To do.
Could you duplicate every line below, character for character?
### Supplied material
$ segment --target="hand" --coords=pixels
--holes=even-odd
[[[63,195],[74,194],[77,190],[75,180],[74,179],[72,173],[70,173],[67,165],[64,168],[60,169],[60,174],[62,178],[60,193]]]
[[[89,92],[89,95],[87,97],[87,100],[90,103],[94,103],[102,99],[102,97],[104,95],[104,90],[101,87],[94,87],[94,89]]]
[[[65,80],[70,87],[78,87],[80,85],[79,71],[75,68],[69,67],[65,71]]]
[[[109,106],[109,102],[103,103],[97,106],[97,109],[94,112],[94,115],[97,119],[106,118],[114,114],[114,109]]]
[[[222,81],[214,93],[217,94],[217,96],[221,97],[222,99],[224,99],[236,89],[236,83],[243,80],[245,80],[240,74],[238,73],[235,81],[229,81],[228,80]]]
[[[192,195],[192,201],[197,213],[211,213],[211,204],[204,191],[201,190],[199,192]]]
######
Response.
$ segment --target="hand" --coords=pixels
--holes=even-odd
[[[63,195],[74,194],[77,190],[75,180],[74,179],[72,173],[70,173],[67,165],[64,168],[60,169],[60,174],[62,178],[60,193]]]
[[[89,92],[89,95],[87,97],[87,100],[90,103],[94,103],[102,99],[102,97],[104,95],[104,90],[101,87],[94,87],[94,89]]]
[[[65,80],[70,87],[78,87],[80,85],[79,71],[75,68],[69,67],[65,71]]]
[[[109,106],[109,102],[103,103],[97,106],[97,109],[94,112],[94,115],[97,119],[106,118],[114,114],[114,109]]]
[[[222,81],[214,93],[217,94],[217,96],[221,97],[222,99],[224,99],[236,89],[236,83],[243,80],[245,80],[240,74],[238,73],[235,81],[229,81],[228,80]]]
[[[192,195],[192,201],[197,213],[211,213],[211,204],[204,191],[201,190],[199,192]]]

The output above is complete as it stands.